*** THE DATA ***

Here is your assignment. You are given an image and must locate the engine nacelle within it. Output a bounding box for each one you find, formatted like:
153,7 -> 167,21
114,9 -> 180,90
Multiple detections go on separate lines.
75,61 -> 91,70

***

EXERCISE REQUIREMENTS:
Copy out every line of the listing above word for word.

EXERCISE OUTPUT:
Here is your assignment. You are given an image and must locate the engine nacelle within it. Output a bounding box for each one you find, formatted like:
153,7 -> 167,21
114,9 -> 180,90
Multiple detections go on separate lines.
75,61 -> 91,70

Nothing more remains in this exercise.